# Selection:
* [PATCH][GRAPHITE] Speedup SCOP detection some more, add region handling to domwalk
@ 2017-09-27 11:09 Richard Biener
2017-09-28 20:13 ` Sebastian Pop
2017-09-28 20:29 ` Sebastian Pop
0 siblings, 2 replies; 3+ messages in thread
From: Richard Biener @ 2017-09-27 11:09 UTC (permalink / raw)
To: gcc-patches
This removes another quadraticness from SCOP detection, gather_bbs
domwalk. This is done by enhancing domwalk to handle SEME regions
via a special return value from before_dom_children.
With this I'm now confident to remove the
PARAM_GRAPHITE_MAX_BBS_PER_FUNCTION parameter and its associated limit.
Being there I've adjusted PARAM_GRAPHITE_MAX_NB_SCOP_PARAMS to its
documented default value which enables 90 more loos to be processed
in SPEC CPU 2006. I've also made a value of zero magic in disabling
the limit (a trick commonly used in GCC).
Statistics I have gathered a few patches before for SPEC CPU 2006:
1255 multi-loop SESEs in SCOP processing
max. params 34, 3 scops >= 20, 15 scops >= 10, 33 scops >= 8
max. drs per scop 869, 10 scops >= 100
max. pbbs per scop 36, 12 scops >= 10
919 SCOPs fail in build_alias_sets
which shows the default for PARAM_GRAPHITE_MAX_ARRAYS_PER_SCOP
is reasonable (if tuned to SPEC CPU 2006).
I've also included the hunk that allows -fgraphite-identity
to work ontop of -floop-nest-optimize and for -floop-nest-optimize
-ftree-parallelize-all also make sure to code-gen loops that
end up not transformed.
Bootstrapped and tested on x86_64-unknown-linux-gnu, SPEC CPU 2006
tested, applied to trunk.
Richard.
2017-09-27 Richard Biener <rguenther@suse.de>
* doc/invoke.texi (graphite-max-bbs-per-function): Remove.
(graphite-max-nb-scop-params): Document special value zero.
* domwalk.h (dom_walker::STOP): New symbolical constant.
(dom_walker::dom_walker): Add optional parameter for bb to
RPO mapping.
(dom_walker::~dom_walker): Declare.
(dom_walker::before_dom_children): Document STOP return value.
(dom_walker::m_user_bb_to_rpo): New member.
(dom_walker::m_bb_to_rpo): Likewise.
* domwalk.c (dom_walker::dom_walker): Compute bb to RPO
mapping here if not provided by the user.
(dom_walker::~dom_walker): Free bb to RPO mapping if not
provided by the user.
(dom_walker::STOP): Define.
(dom_walker::walk): Do not compute bb to RPO mapping here.
Support STOP return value from before_dom_children to stop
walking.

# Dataset:

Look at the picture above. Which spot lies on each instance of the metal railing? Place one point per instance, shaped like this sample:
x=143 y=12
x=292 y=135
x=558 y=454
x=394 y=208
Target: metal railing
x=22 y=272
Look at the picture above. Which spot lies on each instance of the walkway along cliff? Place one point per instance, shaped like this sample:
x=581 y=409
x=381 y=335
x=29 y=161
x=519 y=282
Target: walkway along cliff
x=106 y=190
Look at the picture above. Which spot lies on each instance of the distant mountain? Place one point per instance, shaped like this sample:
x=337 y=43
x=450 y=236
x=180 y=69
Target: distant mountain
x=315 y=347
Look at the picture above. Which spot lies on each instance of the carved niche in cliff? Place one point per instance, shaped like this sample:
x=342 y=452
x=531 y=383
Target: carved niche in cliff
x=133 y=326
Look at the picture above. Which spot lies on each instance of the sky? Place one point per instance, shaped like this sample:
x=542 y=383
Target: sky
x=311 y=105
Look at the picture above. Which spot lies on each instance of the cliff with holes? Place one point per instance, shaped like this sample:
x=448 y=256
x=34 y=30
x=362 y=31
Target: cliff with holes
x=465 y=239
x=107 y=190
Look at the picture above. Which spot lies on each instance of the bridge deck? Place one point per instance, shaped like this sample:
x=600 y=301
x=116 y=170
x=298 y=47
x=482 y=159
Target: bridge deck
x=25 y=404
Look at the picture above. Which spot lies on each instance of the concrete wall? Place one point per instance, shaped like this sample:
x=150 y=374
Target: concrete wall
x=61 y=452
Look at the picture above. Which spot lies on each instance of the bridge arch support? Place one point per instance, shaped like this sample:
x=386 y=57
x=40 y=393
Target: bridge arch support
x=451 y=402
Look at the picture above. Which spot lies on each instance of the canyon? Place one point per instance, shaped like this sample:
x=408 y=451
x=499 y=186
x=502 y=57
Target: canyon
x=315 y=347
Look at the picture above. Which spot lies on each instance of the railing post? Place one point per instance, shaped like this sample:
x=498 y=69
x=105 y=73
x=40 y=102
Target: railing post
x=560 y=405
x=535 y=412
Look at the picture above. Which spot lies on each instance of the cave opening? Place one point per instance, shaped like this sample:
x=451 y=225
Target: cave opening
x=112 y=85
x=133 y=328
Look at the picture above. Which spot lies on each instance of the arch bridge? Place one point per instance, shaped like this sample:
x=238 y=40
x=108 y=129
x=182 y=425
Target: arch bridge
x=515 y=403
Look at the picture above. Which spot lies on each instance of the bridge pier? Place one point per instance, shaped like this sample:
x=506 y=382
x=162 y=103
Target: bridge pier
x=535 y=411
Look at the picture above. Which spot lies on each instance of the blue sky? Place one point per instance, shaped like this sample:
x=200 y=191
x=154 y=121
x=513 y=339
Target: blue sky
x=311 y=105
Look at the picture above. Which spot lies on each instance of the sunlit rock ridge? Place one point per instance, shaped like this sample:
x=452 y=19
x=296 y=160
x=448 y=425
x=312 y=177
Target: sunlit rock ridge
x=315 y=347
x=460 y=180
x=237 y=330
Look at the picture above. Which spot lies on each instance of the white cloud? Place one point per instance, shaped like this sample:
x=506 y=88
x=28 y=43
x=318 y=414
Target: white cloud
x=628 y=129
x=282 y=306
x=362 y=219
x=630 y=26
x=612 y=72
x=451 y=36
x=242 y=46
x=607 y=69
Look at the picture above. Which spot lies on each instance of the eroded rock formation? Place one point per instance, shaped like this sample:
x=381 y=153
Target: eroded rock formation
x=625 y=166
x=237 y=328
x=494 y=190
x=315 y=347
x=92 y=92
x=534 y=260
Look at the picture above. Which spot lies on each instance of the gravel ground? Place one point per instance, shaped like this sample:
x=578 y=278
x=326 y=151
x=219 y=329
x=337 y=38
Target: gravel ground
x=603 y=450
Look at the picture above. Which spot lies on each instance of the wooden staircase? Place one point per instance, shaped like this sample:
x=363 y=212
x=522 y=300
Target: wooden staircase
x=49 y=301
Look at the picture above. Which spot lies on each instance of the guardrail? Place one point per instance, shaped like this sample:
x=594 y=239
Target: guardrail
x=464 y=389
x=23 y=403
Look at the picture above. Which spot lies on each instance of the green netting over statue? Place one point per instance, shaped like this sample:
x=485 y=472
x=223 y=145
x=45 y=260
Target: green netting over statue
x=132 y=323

* * *

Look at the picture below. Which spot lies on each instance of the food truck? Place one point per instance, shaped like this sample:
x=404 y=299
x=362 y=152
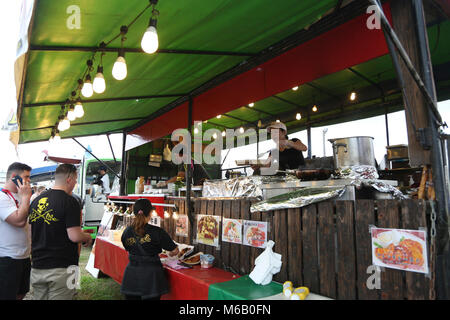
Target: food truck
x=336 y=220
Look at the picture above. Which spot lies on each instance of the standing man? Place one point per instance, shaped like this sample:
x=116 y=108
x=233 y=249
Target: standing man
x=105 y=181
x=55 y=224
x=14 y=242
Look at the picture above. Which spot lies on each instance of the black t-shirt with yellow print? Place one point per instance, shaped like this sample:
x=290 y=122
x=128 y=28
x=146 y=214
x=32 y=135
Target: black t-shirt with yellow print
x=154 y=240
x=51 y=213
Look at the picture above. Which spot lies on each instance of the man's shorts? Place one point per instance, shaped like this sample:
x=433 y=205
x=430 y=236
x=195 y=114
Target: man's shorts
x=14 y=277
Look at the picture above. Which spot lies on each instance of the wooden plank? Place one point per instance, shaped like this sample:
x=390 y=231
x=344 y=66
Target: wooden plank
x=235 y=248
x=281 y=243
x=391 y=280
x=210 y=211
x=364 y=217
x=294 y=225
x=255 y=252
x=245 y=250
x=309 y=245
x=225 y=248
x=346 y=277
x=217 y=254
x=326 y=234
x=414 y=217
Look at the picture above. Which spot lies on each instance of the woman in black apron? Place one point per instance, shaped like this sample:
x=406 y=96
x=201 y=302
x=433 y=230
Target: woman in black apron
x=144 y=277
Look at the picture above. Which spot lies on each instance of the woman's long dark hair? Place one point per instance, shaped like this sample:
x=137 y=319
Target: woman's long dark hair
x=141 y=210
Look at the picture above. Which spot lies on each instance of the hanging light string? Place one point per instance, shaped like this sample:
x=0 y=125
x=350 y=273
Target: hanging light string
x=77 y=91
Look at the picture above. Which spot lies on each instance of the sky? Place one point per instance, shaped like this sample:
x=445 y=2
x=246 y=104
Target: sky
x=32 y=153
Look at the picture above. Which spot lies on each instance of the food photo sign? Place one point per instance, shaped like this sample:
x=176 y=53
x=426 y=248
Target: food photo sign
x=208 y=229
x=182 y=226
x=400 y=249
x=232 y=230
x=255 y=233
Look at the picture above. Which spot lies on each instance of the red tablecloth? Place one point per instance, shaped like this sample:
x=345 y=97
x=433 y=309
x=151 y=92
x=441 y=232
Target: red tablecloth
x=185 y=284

# Exercise requirements:
(A) Rewrite the patch announcement between "(dom_walker::~dom_walker): Declare." and "(dom_walker::m_bb_to_rpo): Likewise.", inclusive, putting "m_custom_bb_to_rpo" in place of "m_user_bb_to_rpo".
(B) Copy word for word the lines of the records between the lines holding "of the arch" and "x=515 y=403", inclusive.

# The responses:
(A)
(dom_walker::~dom_walker): Declare.
(dom_walker::before_dom_children): Document STOP return value.
(dom_walker::m_custom_bb_to_rpo): New member.
(dom_walker::m_bb_to_rpo): Likewise.

(B)
Look at the picture above. Which spot lies on each instance of the arch bridge? Place one point per instance, shaped like this sample:
x=238 y=40
x=108 y=129
x=182 y=425
Target: arch bridge
x=515 y=403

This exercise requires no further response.